[Data entries]
:::::
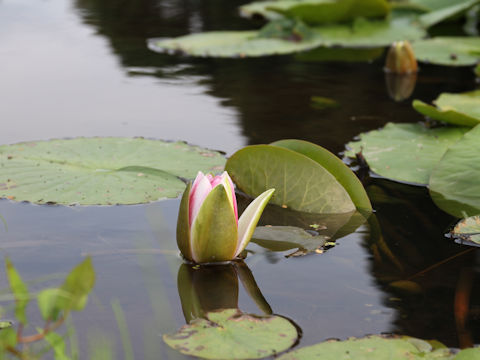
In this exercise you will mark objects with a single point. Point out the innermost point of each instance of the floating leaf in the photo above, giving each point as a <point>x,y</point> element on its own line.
<point>231,44</point>
<point>100,171</point>
<point>335,166</point>
<point>452,51</point>
<point>328,11</point>
<point>282,238</point>
<point>229,334</point>
<point>468,229</point>
<point>454,184</point>
<point>19,290</point>
<point>459,109</point>
<point>405,152</point>
<point>300,183</point>
<point>446,12</point>
<point>371,347</point>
:::::
### To do:
Give back all of the data exactly, but not the pictures.

### Problem solution:
In this exercise you will mark objects with a single point. Point out the innermost point of each instance of the floating leaf in the photo above, giving each point as a <point>x,y</point> element on its own line.
<point>231,44</point>
<point>100,171</point>
<point>335,166</point>
<point>452,51</point>
<point>328,11</point>
<point>282,238</point>
<point>229,334</point>
<point>468,229</point>
<point>454,184</point>
<point>19,290</point>
<point>459,109</point>
<point>405,152</point>
<point>300,183</point>
<point>446,12</point>
<point>371,347</point>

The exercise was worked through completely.